During that crazy ER trip when Stella was sick and her eyes were crossing severely–sometimes both at once, which is not really consistent with an early diagnosis of accommodative esotropia–I started blaming myself for this problem. Have I not made enough eye contact with her? Is it because she wasn’t fed in a “normal” fashion (bottle or breast) for some time as a baby, so her eyes didn’t get to “take turns” focusing during feedings? Is it because, despite our best intentions, we let her look at screens too much? Stella only crawled for two months–should I have encouraged her to crawl longer? Does she look at books too much at her young age?
During a session of my masochistic wondering, Cody made a remark that hit the spot. Among other possible sources for blame, and this is pretty ridiculous, I’d asked if we encouraged reading too much, if we rewarded that activity more than others without realizing it, because she sits in our lap to read. Cody pointed out that much of the time, she’s looking at books on her own. She’s always preferred books to other toys. She just loves books. He said, “That’s just who she is.”
He’s right. To the full extent possible, she calls her own shots. She has her own interests and preferences and personality that have little to do with me. I’m not, in fact, her. I’m her mom, and even at this early age, I only have so much influence over her. Stella is Stella. She’s an active little girl who walked at ten months. She loves to read, and cherishes her books above all other objects (except maybe Pup Pup). She couldn’t tolerate my milk but thrived on hypoallergenic formula while courageously overcoming a feeding aversion and moving on to develop a passion for cheese. She loves to do whatever we do, and that includes watching basketball when Daddy tunes in to a game and looking at pictures of herself on the computer and my iPhone at times. This eye issue, whatever it is and however it’s treated, is not so much a “problem” but just part of who Stella is. It’s not anyone’s fault. It just “is.” It’s something that needs to be addressed, yes. Something to lament or torment myself over? No.
After the initial diagnosis, I took Stella to several offices and shops to try on glasses. She hated it. I think the longest she tolerated wearing a pair was about four seconds, and that was with a very pained and confused expression on her face, and it required that I keep her fingers occupied–with a salted caramel cupcake. Yep, I really did resort to that. But since then, we’ve collected about six books featuring characters with glasses or getting glasses or finding amazing glasses. By the way, Stella and I absolutely love GOGGLES! by Ezra Jack Keats. As a result, her enthsiasm for glasses is growing, and it could come in handy. It would be great if Stella didn’t need glasses, to save us all extra hassle and to avoid inevitable battles over her having to wear them. But if after a third opinion (I’m working on that) and a few weeks of watching and waiting, Stella does need specs, we’ll figure it out. She’ll come around. She always does. My goal is to be ever positive, and as resilient as Stella.

§ Supplied records:
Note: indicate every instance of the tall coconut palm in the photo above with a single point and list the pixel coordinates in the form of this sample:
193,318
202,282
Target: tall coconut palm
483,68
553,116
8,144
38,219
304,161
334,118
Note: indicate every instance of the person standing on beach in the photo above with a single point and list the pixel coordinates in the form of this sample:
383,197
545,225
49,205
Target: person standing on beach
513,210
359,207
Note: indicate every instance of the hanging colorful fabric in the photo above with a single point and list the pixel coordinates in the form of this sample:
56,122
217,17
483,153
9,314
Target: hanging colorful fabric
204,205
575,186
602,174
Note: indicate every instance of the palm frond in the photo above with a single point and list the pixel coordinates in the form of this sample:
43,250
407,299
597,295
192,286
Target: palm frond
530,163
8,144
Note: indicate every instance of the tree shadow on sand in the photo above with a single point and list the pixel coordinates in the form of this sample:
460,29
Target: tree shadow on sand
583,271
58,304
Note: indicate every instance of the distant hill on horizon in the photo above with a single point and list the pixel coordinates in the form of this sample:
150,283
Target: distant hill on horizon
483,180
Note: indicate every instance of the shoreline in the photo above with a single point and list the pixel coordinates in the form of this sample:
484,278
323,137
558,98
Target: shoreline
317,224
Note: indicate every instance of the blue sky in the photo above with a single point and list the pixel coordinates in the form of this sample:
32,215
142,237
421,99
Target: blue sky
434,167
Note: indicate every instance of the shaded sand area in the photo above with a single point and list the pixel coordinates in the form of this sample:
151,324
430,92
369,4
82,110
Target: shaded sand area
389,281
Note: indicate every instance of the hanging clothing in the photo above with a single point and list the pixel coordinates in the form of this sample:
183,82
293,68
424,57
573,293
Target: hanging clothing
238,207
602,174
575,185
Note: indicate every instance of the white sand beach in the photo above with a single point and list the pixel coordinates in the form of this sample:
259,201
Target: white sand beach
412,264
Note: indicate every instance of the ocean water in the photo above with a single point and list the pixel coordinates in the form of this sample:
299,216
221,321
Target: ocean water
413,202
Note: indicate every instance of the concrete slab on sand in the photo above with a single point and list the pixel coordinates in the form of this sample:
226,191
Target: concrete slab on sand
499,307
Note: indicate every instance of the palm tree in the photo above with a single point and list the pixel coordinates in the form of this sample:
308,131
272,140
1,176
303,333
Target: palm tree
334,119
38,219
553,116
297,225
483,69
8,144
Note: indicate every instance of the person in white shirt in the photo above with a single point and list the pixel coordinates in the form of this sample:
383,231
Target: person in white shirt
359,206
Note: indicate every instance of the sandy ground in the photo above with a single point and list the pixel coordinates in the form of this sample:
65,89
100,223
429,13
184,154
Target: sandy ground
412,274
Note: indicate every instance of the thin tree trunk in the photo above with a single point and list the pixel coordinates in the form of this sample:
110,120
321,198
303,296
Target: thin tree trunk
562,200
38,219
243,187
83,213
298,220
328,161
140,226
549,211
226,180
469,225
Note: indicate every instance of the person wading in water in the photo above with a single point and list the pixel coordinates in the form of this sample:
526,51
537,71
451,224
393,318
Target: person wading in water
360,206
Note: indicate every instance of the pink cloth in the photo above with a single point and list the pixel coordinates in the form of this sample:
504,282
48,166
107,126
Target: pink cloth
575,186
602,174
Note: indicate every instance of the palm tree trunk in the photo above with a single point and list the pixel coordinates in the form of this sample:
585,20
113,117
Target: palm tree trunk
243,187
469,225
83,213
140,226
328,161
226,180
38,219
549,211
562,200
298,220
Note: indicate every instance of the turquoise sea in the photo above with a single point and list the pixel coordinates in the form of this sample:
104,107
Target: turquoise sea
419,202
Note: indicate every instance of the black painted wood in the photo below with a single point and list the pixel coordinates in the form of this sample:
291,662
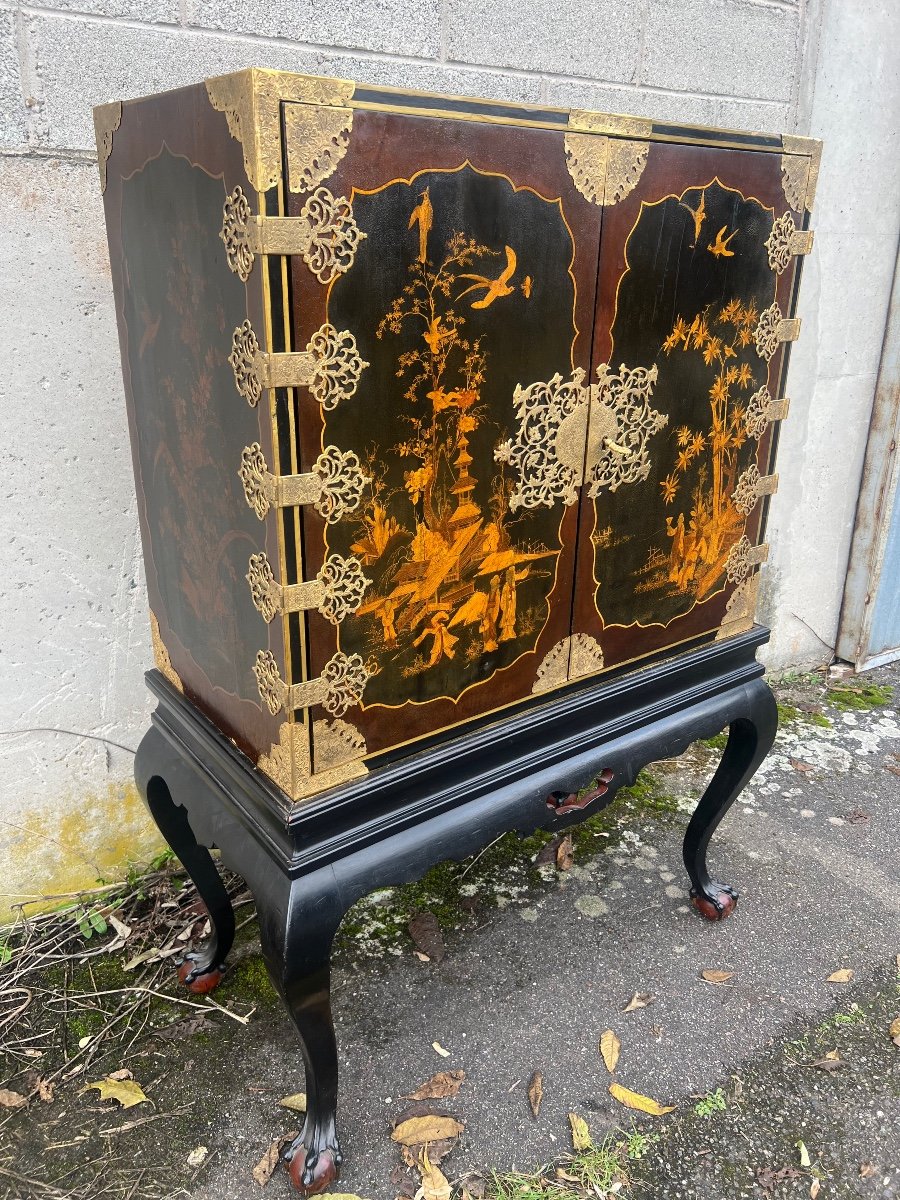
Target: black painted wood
307,864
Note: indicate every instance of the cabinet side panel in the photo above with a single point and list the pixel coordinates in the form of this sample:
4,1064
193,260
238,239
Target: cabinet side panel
173,165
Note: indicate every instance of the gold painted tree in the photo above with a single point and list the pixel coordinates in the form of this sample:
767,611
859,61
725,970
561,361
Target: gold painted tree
455,571
701,543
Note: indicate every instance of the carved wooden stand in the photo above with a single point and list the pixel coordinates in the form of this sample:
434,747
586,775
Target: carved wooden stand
307,865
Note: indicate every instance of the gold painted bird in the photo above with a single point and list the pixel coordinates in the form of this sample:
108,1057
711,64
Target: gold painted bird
719,247
436,336
699,214
493,288
424,215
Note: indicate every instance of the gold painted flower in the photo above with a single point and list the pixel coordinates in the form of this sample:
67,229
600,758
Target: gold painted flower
712,351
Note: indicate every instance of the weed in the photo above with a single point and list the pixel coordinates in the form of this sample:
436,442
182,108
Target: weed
713,1102
717,743
637,1144
594,1171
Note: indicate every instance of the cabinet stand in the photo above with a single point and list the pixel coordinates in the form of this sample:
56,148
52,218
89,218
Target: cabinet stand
307,864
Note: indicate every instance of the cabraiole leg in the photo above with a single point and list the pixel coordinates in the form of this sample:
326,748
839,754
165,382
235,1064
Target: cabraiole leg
750,737
202,970
297,931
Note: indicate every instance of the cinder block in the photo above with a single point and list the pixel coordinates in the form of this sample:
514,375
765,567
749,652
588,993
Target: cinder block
721,46
73,616
12,102
433,77
723,112
148,11
411,29
82,64
599,41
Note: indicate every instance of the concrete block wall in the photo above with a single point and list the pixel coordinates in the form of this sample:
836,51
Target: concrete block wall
73,635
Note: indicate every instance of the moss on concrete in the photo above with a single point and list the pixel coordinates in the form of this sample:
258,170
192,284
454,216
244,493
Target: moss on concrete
859,696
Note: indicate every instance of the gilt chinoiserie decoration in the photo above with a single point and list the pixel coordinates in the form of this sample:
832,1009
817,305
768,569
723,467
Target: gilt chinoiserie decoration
439,409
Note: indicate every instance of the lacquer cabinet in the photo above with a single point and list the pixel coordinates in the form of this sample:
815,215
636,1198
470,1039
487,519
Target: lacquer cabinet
454,425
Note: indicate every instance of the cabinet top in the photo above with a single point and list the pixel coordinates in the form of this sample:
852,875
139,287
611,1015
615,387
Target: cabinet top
251,100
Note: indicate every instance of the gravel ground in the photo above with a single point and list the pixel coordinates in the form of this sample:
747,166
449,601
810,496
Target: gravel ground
541,966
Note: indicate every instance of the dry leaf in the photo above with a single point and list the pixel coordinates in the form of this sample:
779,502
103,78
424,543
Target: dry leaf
535,1092
832,1061
635,1101
417,1131
125,1091
445,1083
150,957
717,976
565,853
610,1047
121,929
426,934
263,1171
640,1000
436,1185
581,1134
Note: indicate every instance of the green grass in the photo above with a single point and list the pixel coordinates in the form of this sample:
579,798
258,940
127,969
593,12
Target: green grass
591,1173
850,697
717,743
712,1103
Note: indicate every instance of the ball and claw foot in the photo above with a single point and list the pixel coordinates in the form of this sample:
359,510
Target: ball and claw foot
198,976
715,901
312,1171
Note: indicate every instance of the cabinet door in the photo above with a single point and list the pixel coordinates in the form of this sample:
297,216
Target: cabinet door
455,267
696,281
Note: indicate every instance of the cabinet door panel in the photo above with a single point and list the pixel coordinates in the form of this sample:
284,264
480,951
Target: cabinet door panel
475,276
693,288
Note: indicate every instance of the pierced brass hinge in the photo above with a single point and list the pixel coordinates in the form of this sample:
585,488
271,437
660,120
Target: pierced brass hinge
339,688
555,419
324,234
762,411
773,329
742,557
334,486
329,366
785,241
751,486
336,591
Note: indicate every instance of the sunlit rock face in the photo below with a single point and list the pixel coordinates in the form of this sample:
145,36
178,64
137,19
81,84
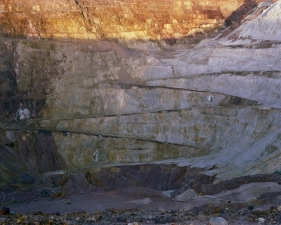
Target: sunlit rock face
121,19
117,98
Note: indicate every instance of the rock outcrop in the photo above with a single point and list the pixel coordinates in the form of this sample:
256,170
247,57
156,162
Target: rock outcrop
119,96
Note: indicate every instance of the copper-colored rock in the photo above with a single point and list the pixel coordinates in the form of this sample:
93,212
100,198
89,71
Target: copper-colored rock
120,19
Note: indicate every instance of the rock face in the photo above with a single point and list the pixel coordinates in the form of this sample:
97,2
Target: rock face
125,19
72,104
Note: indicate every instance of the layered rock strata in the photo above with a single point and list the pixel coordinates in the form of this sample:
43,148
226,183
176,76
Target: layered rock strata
120,19
73,104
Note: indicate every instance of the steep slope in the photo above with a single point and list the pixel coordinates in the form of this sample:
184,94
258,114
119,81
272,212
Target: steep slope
86,104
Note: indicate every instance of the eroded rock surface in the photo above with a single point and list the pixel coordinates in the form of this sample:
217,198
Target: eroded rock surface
88,103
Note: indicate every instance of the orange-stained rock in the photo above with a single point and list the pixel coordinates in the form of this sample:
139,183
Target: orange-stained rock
107,19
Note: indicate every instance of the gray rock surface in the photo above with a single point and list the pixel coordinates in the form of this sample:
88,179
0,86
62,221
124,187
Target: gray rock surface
215,106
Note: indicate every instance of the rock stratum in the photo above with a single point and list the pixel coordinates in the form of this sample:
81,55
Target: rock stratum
91,84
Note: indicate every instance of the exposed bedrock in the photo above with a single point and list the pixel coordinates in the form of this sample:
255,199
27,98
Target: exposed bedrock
89,104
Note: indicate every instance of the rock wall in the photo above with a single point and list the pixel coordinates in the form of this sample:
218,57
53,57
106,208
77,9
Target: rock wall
80,104
121,19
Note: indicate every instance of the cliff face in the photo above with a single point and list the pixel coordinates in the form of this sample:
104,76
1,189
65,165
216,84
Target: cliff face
69,104
121,19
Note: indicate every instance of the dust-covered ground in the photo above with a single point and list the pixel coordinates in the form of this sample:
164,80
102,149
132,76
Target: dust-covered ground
253,203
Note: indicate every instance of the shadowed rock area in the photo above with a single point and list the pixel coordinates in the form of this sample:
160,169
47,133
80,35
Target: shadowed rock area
126,98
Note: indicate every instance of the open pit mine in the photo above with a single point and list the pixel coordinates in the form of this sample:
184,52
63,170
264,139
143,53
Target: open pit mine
173,96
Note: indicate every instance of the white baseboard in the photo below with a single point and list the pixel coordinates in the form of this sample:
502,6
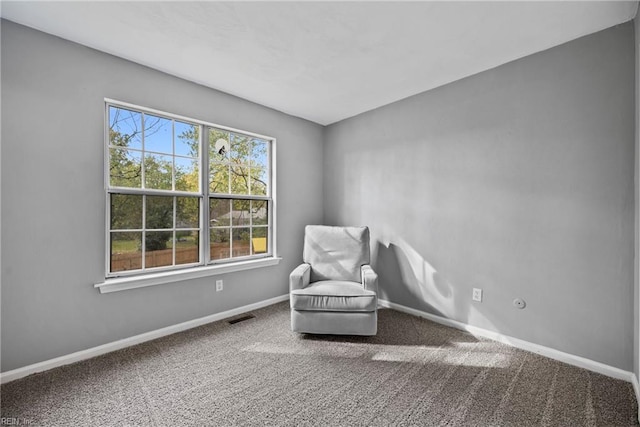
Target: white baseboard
127,342
551,353
636,388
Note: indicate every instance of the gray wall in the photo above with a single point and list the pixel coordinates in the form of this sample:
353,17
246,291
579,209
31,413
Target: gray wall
53,207
519,181
636,279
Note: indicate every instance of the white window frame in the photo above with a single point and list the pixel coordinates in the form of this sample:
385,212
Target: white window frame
122,280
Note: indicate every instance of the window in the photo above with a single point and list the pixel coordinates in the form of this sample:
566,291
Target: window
172,204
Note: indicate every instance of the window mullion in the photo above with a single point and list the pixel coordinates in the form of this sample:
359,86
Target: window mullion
143,243
204,205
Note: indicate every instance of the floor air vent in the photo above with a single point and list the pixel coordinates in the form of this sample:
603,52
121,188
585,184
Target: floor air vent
240,319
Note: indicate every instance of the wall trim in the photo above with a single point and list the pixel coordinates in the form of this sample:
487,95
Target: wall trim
128,342
551,353
636,388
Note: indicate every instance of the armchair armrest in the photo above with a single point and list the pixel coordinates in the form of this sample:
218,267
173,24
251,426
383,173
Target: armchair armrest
299,277
369,278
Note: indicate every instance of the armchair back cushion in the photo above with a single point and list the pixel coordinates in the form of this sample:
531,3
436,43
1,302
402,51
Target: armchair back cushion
336,253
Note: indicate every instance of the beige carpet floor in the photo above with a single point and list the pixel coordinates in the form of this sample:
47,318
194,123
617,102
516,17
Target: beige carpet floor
257,372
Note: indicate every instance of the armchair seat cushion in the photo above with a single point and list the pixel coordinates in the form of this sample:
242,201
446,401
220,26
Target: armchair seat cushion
334,295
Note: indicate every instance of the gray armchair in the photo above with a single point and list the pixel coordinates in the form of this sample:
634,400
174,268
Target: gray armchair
335,290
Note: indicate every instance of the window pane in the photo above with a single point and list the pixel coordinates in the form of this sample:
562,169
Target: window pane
159,212
126,212
220,243
125,128
158,171
240,149
259,212
241,241
158,248
158,134
241,212
259,181
219,146
239,180
259,240
219,178
259,153
187,212
187,139
187,251
126,251
125,168
187,175
219,212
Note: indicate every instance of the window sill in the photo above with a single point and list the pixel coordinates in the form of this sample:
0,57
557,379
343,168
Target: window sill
132,282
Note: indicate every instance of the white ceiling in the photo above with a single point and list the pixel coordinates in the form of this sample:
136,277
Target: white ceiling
323,61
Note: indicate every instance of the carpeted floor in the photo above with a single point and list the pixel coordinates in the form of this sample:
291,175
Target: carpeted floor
257,372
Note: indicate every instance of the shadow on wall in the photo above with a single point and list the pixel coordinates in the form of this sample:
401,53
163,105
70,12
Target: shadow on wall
408,279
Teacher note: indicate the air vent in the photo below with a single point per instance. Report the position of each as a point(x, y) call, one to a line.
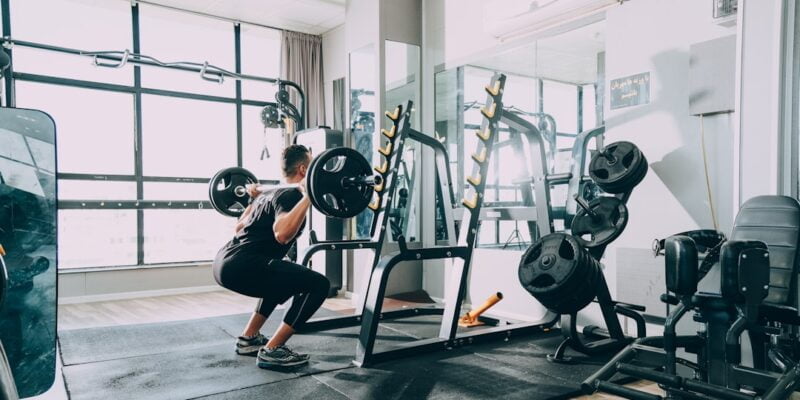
point(724, 8)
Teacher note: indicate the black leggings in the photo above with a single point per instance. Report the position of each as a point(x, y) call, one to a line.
point(274, 281)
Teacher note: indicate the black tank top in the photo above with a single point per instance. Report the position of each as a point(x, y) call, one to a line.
point(258, 231)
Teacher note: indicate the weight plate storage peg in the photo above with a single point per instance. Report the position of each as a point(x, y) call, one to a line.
point(559, 273)
point(599, 222)
point(618, 168)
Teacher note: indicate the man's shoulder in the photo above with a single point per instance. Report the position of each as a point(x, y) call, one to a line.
point(287, 194)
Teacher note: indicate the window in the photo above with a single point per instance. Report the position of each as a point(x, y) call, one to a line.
point(173, 36)
point(115, 150)
point(95, 238)
point(88, 141)
point(104, 26)
point(201, 134)
point(261, 149)
point(184, 235)
point(261, 56)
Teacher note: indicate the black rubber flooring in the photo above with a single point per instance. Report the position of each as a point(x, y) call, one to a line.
point(195, 359)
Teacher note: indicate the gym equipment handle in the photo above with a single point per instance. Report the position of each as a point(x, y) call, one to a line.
point(374, 180)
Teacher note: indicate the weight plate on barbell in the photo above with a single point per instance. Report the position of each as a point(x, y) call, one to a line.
point(609, 220)
point(227, 190)
point(618, 168)
point(310, 183)
point(327, 181)
point(270, 117)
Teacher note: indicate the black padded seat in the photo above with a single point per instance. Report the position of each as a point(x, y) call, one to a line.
point(774, 220)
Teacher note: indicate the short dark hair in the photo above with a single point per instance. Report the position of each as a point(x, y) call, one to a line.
point(293, 157)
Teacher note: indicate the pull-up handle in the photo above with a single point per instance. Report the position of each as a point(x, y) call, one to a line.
point(211, 77)
point(112, 64)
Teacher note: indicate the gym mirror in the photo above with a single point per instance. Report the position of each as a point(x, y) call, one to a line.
point(363, 107)
point(402, 66)
point(28, 235)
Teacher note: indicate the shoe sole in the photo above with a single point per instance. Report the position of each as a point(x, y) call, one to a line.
point(248, 351)
point(270, 365)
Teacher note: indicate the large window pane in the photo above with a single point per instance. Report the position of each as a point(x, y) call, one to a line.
point(261, 56)
point(561, 101)
point(95, 190)
point(92, 238)
point(94, 127)
point(104, 26)
point(184, 235)
point(201, 134)
point(175, 191)
point(257, 143)
point(173, 36)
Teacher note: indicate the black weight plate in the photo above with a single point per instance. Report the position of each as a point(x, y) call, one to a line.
point(282, 96)
point(270, 117)
point(222, 190)
point(326, 178)
point(614, 174)
point(611, 219)
point(547, 266)
point(310, 183)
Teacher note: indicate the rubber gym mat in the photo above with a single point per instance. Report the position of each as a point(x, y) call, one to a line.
point(199, 369)
point(80, 346)
point(291, 389)
point(455, 374)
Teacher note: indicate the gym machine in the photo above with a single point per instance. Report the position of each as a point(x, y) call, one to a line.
point(749, 287)
point(460, 255)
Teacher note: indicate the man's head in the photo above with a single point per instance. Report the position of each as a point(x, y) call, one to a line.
point(294, 162)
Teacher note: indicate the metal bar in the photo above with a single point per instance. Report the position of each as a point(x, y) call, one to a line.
point(137, 59)
point(73, 82)
point(138, 157)
point(579, 151)
point(580, 108)
point(237, 45)
point(626, 392)
point(443, 179)
point(327, 323)
point(538, 174)
point(426, 346)
point(133, 205)
point(8, 74)
point(454, 291)
point(131, 89)
point(202, 14)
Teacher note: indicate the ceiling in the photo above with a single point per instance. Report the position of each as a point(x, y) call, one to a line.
point(309, 16)
point(567, 57)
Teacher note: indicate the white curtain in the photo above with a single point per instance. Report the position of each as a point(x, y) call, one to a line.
point(301, 63)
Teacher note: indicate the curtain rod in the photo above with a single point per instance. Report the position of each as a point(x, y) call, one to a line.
point(217, 17)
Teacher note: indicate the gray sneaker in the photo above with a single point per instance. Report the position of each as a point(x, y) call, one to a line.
point(249, 346)
point(280, 356)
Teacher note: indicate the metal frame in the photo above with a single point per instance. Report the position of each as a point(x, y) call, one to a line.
point(380, 222)
point(133, 57)
point(460, 257)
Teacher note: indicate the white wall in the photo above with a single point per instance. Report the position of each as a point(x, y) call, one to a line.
point(645, 36)
point(334, 65)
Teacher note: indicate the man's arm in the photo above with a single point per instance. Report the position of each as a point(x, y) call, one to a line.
point(287, 224)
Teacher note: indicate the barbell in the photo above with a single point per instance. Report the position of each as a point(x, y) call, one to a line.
point(339, 183)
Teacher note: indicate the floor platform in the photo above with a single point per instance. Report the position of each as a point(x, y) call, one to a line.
point(195, 359)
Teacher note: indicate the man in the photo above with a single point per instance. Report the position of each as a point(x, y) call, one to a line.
point(252, 264)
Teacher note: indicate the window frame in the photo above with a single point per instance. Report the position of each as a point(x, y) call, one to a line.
point(140, 204)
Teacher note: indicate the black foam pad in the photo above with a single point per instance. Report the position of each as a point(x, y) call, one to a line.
point(680, 256)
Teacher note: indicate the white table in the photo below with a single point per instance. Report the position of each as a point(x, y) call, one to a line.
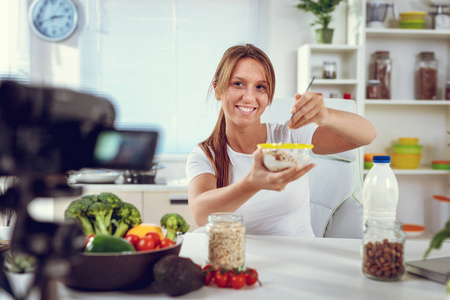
point(299, 268)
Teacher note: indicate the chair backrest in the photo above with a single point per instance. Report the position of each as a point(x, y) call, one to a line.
point(335, 183)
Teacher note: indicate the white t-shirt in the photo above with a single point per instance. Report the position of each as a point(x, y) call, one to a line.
point(267, 212)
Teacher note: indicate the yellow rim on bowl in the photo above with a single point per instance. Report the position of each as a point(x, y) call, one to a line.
point(285, 146)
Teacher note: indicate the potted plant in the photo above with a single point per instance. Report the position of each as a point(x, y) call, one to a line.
point(322, 10)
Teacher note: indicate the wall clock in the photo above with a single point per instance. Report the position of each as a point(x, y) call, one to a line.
point(53, 20)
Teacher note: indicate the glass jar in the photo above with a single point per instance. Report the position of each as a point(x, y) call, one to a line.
point(373, 90)
point(383, 250)
point(226, 240)
point(447, 91)
point(329, 70)
point(382, 70)
point(426, 76)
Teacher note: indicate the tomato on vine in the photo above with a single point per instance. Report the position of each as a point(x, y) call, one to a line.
point(237, 280)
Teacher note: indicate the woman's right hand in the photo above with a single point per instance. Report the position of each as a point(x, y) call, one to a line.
point(262, 178)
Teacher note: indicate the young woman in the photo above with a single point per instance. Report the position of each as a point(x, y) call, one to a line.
point(226, 172)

§ Explore the material:
A: In the post about Stella's eyes, at what age did Stella start walking?
B: Translate this sentence from the post about Stella's eyes into Spanish: "She’s always preferred books to other toys."
C: Copy the part of the post about Stella's eyes that runs from "During that crazy" up to and including "her young age?".

§ Answers for the exercise:
A: At ten months.

B: Siempre ha preferido los libros a otros juguetes.

C:
During that crazy ER trip when Stella was sick and her eyes were crossing severely–sometimes both at once, which is not really consistent with an early diagnosis of accommodative esotropia–I started blaming myself for this problem. Have I not made enough eye contact with her? Is it because she wasn’t fed in a “normal” fashion (bottle or breast) for some time as a baby, so her eyes didn’t get to “take turns” focusing during feedings? Is it because, despite our best intentions, we let her look at screens too much? Stella only crawled for two months–should I have encouraged her to crawl longer? Does she look at books too much at her young age?